◆ **PASSAGE TO READ**:
* * *
I subscribe to Google Alerts for WebQuests. It is a great source of new WebQuests for us to review!

However, it really stresses me when there is no moderation when a "WebQuest" is created so the myth of a WebQuest as a Research Assignment is perpetuated!

Have a look at this recent example: The Life of a Butterfly

This is a straight "Teacher Directed", "my students need to know about the life cycle of butterflies" and I need to integrate computers and activities on computers into my classroom type activity!
   
Good as a Web-based Activity but NOT a WebQuest!
    
Ok, it is hard to give the younger students a WebQuests that requires thinking skills BUT it can be done! Look at how effective P4C (Philosophy for Children) is with the students from Kindergarten to Year 2. Go and have a look at some of the resources I have listed below about P4C.
     
Getting back to this NON-WebQuest.
    
This topic is not appropriate for a WebQuest.
There is no problem to solve! Just research and regurgitate! Therefore no higher order thinking either!
     
As a teacher, you need to then dismiss this topic - the Life Cycle of a Butterfly -  as a WebQuest.
BUT
     
After the students know about Life Cycles of insects, they could then tackle a problem such as the one seen here:
   
OR
Mununja the Butterfly where the big Question is: What are the threats of ecotourism to our native plants and animals?

 

 

P4C: Resources

Multiple Intelligences (MI): What is a WebQuest?
* * *
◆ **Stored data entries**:
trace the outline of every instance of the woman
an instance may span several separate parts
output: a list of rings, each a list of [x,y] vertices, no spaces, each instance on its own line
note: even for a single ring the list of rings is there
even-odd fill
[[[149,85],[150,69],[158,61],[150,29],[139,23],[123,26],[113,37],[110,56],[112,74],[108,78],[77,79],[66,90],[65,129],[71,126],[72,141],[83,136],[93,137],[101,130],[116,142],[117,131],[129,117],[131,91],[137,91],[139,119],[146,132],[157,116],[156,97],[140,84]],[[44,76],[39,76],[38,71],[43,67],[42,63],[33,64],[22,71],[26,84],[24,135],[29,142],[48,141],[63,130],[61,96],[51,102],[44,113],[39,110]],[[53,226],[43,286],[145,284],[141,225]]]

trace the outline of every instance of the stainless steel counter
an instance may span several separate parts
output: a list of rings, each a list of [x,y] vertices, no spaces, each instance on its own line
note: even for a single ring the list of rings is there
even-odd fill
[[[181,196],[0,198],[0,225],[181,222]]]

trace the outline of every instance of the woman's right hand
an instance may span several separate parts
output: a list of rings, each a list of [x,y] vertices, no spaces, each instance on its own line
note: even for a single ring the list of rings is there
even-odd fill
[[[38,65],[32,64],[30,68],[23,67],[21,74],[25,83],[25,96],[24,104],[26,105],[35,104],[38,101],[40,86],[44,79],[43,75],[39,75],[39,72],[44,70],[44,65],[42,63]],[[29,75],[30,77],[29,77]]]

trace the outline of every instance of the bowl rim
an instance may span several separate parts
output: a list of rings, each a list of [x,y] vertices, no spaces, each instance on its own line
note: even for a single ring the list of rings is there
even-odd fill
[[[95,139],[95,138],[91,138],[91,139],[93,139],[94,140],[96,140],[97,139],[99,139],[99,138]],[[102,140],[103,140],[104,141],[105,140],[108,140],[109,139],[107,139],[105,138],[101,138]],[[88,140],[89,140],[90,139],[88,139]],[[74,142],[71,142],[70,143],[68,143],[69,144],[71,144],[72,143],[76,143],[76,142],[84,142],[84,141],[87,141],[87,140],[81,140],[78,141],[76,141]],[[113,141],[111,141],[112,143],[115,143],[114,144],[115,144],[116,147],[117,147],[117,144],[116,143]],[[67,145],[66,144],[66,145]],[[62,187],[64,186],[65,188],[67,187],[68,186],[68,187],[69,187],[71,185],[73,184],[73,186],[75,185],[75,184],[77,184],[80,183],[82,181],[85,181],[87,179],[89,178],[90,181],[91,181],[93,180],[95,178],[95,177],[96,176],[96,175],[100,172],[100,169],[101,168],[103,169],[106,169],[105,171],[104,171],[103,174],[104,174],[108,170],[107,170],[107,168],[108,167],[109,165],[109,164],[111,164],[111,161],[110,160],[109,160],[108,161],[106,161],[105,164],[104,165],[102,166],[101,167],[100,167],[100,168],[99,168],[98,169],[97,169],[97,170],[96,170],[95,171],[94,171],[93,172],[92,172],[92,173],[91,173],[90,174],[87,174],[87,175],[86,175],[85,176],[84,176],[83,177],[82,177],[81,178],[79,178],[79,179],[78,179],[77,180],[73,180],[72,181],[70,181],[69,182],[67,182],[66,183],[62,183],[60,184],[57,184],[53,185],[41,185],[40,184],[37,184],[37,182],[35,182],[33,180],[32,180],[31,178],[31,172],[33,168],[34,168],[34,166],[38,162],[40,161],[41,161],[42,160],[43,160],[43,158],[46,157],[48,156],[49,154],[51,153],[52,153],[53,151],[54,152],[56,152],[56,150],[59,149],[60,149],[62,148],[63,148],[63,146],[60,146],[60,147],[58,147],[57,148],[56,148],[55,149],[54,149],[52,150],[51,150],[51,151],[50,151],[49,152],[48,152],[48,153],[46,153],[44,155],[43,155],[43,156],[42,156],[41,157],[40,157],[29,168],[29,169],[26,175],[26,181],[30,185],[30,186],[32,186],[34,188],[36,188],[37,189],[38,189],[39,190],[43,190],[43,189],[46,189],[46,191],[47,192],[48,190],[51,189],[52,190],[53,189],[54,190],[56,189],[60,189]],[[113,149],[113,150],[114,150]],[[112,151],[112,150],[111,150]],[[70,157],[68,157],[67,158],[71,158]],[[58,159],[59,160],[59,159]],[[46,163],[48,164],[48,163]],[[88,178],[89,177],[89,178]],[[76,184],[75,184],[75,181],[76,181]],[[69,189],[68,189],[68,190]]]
* * *
◆ **WORK TO BE COMPLETED**: Extend the passage about WebQuests, starting right after its last line.

◆ **ANSWER SECTION**:
by frances 19. January 2010 08:15

Promoting Learning International has a range of Lesson Grids that allow teachers to line up MI and Bloom's new Taxonomy.

Have a look at this great grid or matrix (48 Grid - PLI also has a 56 Grid) at: Country Area Program (CAP)
     
It can be very important when you are creating or using a WebQuest to map the Multiple Intelligences against the tasks and higher order thinking skill activities (Bloom's Taxonomy) within the WebQuest. This will give you reassurance that what you are doing is not just busy work but authentic work - one that will develop critical thinking skills.
      
You might like to go and have a look at the following websites:
Multiple Intelligences (MI) & Take the Test: Discover your MI Online! 
This site gives information about Multiple Intelligences (MI) and you can take a MI test to work out how intelligent you are on each of the 9 intelligences. The test contains 40 questions and provides a graph showing the results. Great way to show students graphically their MI chart.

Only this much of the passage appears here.